[Pointing dataset records]
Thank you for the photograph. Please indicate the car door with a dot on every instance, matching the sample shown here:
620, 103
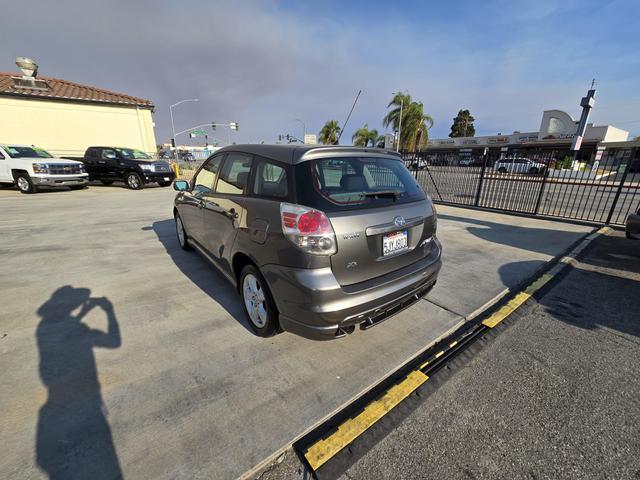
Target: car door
109, 164
90, 160
5, 174
224, 209
192, 203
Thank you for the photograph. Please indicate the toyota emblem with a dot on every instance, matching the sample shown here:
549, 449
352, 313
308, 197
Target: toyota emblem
399, 221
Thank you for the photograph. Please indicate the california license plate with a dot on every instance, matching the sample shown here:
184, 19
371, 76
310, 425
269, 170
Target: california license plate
395, 242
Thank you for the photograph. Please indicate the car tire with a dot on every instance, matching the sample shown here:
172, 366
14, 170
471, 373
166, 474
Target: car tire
133, 181
24, 183
181, 233
258, 303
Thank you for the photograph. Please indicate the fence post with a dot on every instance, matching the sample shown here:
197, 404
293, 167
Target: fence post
544, 182
484, 167
615, 199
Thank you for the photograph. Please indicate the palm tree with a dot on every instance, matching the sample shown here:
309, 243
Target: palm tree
363, 136
415, 123
330, 133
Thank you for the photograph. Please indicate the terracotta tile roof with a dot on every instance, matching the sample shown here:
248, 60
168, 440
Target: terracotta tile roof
65, 90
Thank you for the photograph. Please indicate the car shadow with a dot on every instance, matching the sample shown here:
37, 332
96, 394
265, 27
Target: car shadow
541, 240
600, 291
198, 269
73, 438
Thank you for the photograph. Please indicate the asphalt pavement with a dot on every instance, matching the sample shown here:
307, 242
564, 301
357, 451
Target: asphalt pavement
120, 347
556, 395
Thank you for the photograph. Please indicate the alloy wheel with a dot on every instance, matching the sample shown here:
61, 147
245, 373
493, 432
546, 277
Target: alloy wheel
254, 300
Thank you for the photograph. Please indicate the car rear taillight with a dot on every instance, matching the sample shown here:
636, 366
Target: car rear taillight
308, 229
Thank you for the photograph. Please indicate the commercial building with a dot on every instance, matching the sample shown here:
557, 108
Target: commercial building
552, 141
65, 118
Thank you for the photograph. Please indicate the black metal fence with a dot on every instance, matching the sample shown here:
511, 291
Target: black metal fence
603, 188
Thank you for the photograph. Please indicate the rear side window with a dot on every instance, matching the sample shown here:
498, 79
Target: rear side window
235, 174
355, 182
270, 180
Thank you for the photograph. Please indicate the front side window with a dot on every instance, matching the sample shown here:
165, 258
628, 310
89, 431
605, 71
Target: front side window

TO BE DONE: Quote all of the records above word for word, leaving the pictures out.

RESULT OF THIS TASK:
Thank you for the photograph. Please indicate the car door with a dot on every instance, matching the sample shown here:
620, 103
Target: car door
109, 164
90, 160
5, 174
224, 209
192, 203
Thank you for the photograph. Please indicate the toyota emblem with a dot on every instance, matching the sample shown here:
549, 449
352, 313
308, 197
Target: toyota emblem
399, 221
Thank you for the photograph. Please indicate the california license plate with a dot on every instance, matching the sample shown here:
184, 19
371, 76
310, 425
269, 170
Target: california license plate
395, 242
Thank you for the photograph. Please indicate the car tire with a dot on every instance, matching the sample shown here:
172, 366
14, 170
471, 373
166, 474
Target: car tire
133, 181
24, 183
181, 233
258, 303
Thank you for the photograph. Please indicate the fence post with a dot on every instance, matching the sample shown here:
197, 404
293, 167
Target: fence post
544, 182
484, 167
615, 199
Thank you for the photograph. Please indicate the palm tree with a dot on every instance, matching the sample shown here:
309, 243
Target: palm tree
363, 136
415, 123
330, 133
Thank you for the photograph. Please indicate the terracotta tile roof with a dot on every instance, matching the sample shown here:
248, 60
168, 440
Target: terracotta tile roof
65, 90
Thank you for the photograph. Please indicate the car shadow with a dot on every instance, matching the sample shown here:
37, 332
96, 394
265, 27
Target: car shadow
541, 240
600, 291
198, 269
73, 438
Thank you for the photograph. Please indicate the asphalt pavement with a dot on every instance, matching the sample shown here:
307, 242
564, 301
357, 451
Target: asphalt pavement
120, 347
556, 395
Thank you for the photograph. Please indicate the alloy wheel with a dot on every instance, matching the sample shown here:
61, 147
245, 373
493, 432
546, 277
Target: alloy wheel
254, 300
Thank you for the photograph. Please indicate the car rear taillight with a dot on every instance, matching the sample shown here:
636, 366
Target: car rear taillight
308, 229
Thank you for the photograph. Please indicate the commercial building with a dot on every instance, matching the sample shown here:
557, 108
Target: commercial building
552, 141
65, 118
Thank you for the photograph. Please indicate the black metal fence with a dot on every instance, matching the sample shown here:
511, 291
Target: black metal fence
603, 188
Thank you for the photograph. Please indicate the rear side window with a dot on every instance, matching the sample shown here:
498, 79
Target: rear side window
235, 174
355, 182
270, 180
Thank you for the photograph. Please indicate the front side window with a dot on every instance, matching the sample shown here:
165, 258
628, 310
89, 431
605, 71
Target: front side window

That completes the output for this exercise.